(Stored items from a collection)
- - -

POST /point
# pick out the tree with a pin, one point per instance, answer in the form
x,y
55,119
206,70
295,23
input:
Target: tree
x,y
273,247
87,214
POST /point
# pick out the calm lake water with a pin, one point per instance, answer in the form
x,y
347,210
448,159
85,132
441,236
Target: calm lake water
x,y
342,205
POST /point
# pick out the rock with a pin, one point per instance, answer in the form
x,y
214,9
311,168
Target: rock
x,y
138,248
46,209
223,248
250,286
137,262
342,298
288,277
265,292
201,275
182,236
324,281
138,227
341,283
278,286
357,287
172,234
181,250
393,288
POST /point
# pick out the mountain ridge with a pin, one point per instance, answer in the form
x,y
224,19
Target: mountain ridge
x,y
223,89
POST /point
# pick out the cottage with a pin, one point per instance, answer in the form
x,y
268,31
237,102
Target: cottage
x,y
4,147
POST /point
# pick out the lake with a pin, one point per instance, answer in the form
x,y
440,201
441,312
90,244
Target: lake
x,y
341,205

- - -

## Goal of the exercise
Above are the entries; give them back verbatim.

## Answer to this problem
POST /point
# pick out the tree with a pin, one point per instance, answer in the form
x,y
55,119
206,70
295,23
input:
Target: tree
x,y
273,247
87,214
POST /point
# pick out the calm lake water with a pin, one point per instance, answer in the form
x,y
347,210
448,159
85,132
441,236
Target: calm lake water
x,y
342,205
POST /point
# pick out the rock with a pin, one point per instance, answer in the form
x,y
214,9
311,168
Target: rock
x,y
138,248
46,209
223,248
250,286
137,262
342,298
288,277
265,292
201,275
182,236
324,281
138,227
341,283
278,286
357,287
172,234
181,250
393,288
POST /point
# pick out the mountain ridge with a pin, one point per instance, answer in the form
x,y
224,19
Target: mountain ridge
x,y
223,89
POST /point
# pick out the cottage with a pin, one point per instance, answer in the form
x,y
268,31
237,102
Target: cottage
x,y
4,147
POST /point
# pick out the lake with a pin, one point per instance, answer in the form
x,y
440,201
441,312
90,244
Target: lake
x,y
341,205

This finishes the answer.